**Texto de apoio**
O Estado mata


Por OTÁVIO MAIA, antropólogo DÉBORA A. BARBOSA, assistente Social

07/12/2014 às 07h00

De forma silenciosa, quase sempre lenta. A dor que se repete, sem os devidos esclarecimentos, torna-se sofrimento naturalizado. Corpos são expostos aos estilhaços do poder, levando consigo as marcas da opressão. A falta de leitos hospitalares é uma forma, e se tornou um corriqueiro exemplo, de o Estado sacrificar vidas, agonizá-las e matá-las antes da hora. Assim, deixando parentes e amigos das vítimas sem saberem a quem culpar, o que fazer com a raiva ou a dor que o Estado lhes causa?

Podemos facilmente identificar que o Estado gera grandes traumas sociais e emocionais, comete abusos e deixa as piores impressões. Isto nos permite, também, compreender a maneira pela qual percebemos a política e as questões públicas no Brasil.

Em época de chuva, encostas desabam provocando o soterramento de uma gente específica – gente que foi morar no morro. E que costuma assistir de longe às decisões do Estado sobre o seu destino.

Outro exemplo: a polícia do Estado sabe em quem atirar. Trata-se de uma forma despreocupada de matar, queremos dizer, mais visível, menos silenciosa – nossa polícia presta serviços para uma determinada classe social – “programado pra morrer nóis (sic) é”, rimaram os Racionais Mc’s. Mas, afinal, quem é o Estado? Seria o caso de encontrarmos os responsáveis por essas mortes? Ah! Quem são as vítimas que o Estado mata? Cabe à verdade retirar o véu que encobre a face perversa desse Estado.

Entradas do conjunto de dados:

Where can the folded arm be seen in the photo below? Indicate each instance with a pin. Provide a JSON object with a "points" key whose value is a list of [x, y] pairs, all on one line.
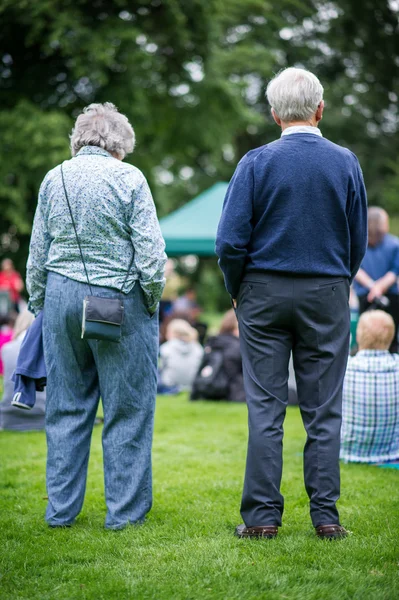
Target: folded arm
{"points": [[149, 246], [357, 219], [235, 227]]}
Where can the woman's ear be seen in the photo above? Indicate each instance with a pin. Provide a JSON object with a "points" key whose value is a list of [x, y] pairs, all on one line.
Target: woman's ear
{"points": [[319, 111]]}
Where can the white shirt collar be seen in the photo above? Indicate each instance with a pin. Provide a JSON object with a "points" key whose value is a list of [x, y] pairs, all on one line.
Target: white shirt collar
{"points": [[302, 129]]}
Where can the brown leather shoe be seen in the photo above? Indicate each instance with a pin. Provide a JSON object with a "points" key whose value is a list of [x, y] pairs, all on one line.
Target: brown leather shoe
{"points": [[260, 531], [331, 532]]}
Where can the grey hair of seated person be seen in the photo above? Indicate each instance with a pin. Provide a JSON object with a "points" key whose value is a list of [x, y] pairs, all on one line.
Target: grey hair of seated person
{"points": [[104, 126], [375, 330], [378, 224]]}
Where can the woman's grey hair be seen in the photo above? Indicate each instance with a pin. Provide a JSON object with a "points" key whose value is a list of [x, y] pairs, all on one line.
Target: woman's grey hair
{"points": [[294, 94], [104, 126]]}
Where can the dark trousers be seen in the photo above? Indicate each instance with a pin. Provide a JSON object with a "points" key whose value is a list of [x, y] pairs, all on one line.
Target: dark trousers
{"points": [[392, 309], [309, 316]]}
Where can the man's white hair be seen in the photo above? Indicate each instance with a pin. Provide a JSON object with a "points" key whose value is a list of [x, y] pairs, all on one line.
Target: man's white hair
{"points": [[294, 94], [104, 126]]}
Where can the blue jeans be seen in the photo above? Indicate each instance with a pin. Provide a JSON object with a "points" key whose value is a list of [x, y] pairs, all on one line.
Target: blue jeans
{"points": [[79, 372]]}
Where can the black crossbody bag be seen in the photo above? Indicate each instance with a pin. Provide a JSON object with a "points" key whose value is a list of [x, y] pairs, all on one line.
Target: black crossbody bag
{"points": [[102, 317]]}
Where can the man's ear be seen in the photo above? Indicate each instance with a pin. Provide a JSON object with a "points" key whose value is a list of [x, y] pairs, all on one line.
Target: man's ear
{"points": [[319, 111], [276, 117]]}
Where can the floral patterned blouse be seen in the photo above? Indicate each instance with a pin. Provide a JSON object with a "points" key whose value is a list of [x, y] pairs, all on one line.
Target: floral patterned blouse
{"points": [[116, 223]]}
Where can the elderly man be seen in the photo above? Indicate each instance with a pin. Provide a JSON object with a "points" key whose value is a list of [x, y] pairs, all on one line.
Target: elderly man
{"points": [[370, 412], [292, 235], [377, 277]]}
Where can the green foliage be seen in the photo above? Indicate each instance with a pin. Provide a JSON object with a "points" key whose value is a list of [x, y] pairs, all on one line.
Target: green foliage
{"points": [[187, 549], [190, 76]]}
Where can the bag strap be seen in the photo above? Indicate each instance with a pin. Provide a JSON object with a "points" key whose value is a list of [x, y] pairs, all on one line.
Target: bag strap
{"points": [[77, 239]]}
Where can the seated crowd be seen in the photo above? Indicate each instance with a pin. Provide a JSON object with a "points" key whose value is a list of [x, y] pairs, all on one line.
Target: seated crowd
{"points": [[212, 370], [370, 416]]}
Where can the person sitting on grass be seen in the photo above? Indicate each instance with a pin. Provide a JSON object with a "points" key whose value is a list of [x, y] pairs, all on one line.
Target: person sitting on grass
{"points": [[13, 418], [220, 374], [180, 357], [370, 416]]}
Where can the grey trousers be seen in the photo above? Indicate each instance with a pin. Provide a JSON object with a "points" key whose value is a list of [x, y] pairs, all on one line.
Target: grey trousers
{"points": [[309, 316]]}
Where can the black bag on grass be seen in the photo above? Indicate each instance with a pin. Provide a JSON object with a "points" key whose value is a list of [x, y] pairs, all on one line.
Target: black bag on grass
{"points": [[211, 381]]}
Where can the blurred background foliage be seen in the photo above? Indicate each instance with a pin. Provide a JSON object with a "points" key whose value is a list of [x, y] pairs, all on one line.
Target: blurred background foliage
{"points": [[191, 76]]}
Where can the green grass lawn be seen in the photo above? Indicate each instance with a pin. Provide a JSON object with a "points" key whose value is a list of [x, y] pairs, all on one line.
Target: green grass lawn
{"points": [[186, 550]]}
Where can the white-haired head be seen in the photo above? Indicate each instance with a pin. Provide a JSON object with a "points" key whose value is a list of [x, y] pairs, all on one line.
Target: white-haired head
{"points": [[375, 330], [294, 94], [104, 126]]}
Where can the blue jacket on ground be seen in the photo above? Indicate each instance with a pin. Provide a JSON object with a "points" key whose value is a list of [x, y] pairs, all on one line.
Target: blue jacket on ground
{"points": [[298, 206], [379, 260], [30, 373]]}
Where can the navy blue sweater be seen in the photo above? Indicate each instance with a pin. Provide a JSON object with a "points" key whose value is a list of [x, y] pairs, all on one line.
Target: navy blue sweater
{"points": [[295, 206]]}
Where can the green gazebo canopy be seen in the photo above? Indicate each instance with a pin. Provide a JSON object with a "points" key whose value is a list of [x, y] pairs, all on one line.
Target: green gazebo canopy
{"points": [[192, 228]]}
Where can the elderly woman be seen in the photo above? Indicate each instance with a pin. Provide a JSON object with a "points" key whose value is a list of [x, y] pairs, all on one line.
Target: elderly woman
{"points": [[123, 253]]}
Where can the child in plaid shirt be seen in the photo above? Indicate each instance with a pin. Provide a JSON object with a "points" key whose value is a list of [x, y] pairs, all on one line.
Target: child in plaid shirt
{"points": [[370, 412]]}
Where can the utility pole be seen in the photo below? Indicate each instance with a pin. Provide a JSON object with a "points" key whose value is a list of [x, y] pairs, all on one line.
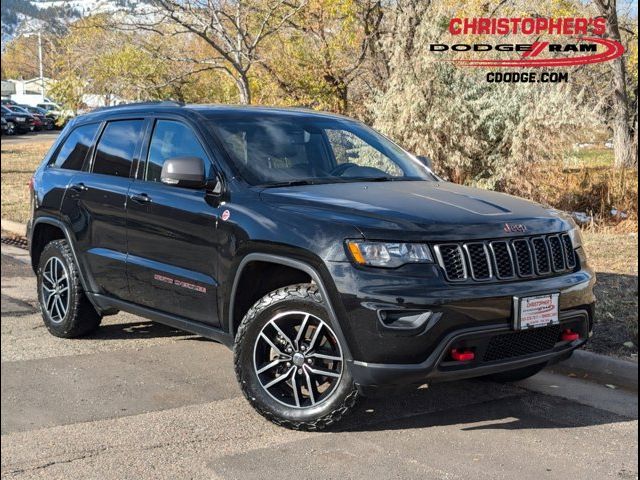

**Atividades**
- a) Responda com base no artigo sobre o Estado:
(i) Qual é a profissão de Otávio Maia?
(ii) Em que época as encostas desabam?
(iii) Quem rimou "programado pra morrer nóis (sic) é"?
- b) Reproduza o trecho do artigo sobre o Estado que começa nas palavras "07/12/2014 às 07h00" e vai até depois de "Estado lhes causa?".
- c) Complete a parte seguinte do artigo sobre o Estado, começando logo após a última frase apresentada.
A listagem não tem relação com o artigo sobre o Estado.

**Respostas por atividade**
- a)
(i) Antropólogo.
(ii) Em época de chuva.
(iii) Os Racionais Mc's.

- b)
07/12/2014 às 07h00

De forma silenciosa, quase sempre lenta. A dor que se repete, sem os devidos esclarecimentos, torna-se sofrimento naturalizado. Corpos são expostos aos estilhaços do poder, levando consigo as marcas da opressão. A falta de leitos hospitalares é uma forma, e se tornou um corriqueiro exemplo, de o Estado sacrificar vidas, agonizá-las e matá-las antes da hora. Assim, deixando parentes e amigos das vítimas sem saberem a quem culpar, o que fazer com a raiva ou a dor que o Estado lhes causa?

- c)
Neste sentido, apreciamos a definição de Karl Marx sobre Estado, que o define como “comitê organizado para administrar os negócios da burguesia”. O poder político e o poder econômico se relacionam muito bem, não se explica um sem considerar o outro. Sempre foi assim.

O Estado é feito de agentes, pessoas que dão “características particulares” ao funcionamento da coisa pública. É o funcionário que, para ter uma bela casa e o carro importado, faz a opção pelo desvio de recursos. O Estado é também o funcionário, estrategicamente mal remunerado, trabalhando de qualquer forma, desmotivado e servindo ao povo de maneira indevida, com mau humor e descaso. E acreditando, erroneamente, que é público e é de graça – à noção de direito prefere-se a noção de favor.

No entanto, o Estado é orientado em seu funcionamento por elementos da nossa própria cultura. As repartições públicas não se separam do mundo lá fora, em que vigora o modo de ser do povo brasileiro. Sim, o Estado somos nós, onde cada um tem o seu papel. Apelidado de povo criativo, seria o caso de reinventarmos o uso que fazemos do Estado, a maneira como o encaramos. Precisamos, portanto, rever a nossa relação com as leis, diante das quais damos a entender que somos tão avessos. Sabemos que a nossa política pública tem sido frequentemente corrompida em sua prática, além de não nos sairmos bem na interpretação da lei, pois, afinal, improvisos e rascunhos nos são mais convenientes. E nisto estão os mecanismos invisíveis que o Estado utiliza para fazer inúmeras vítimas. Sim, o Estado mata com a nossa conivência e, em alguns casos, com o uso das nossas mãos.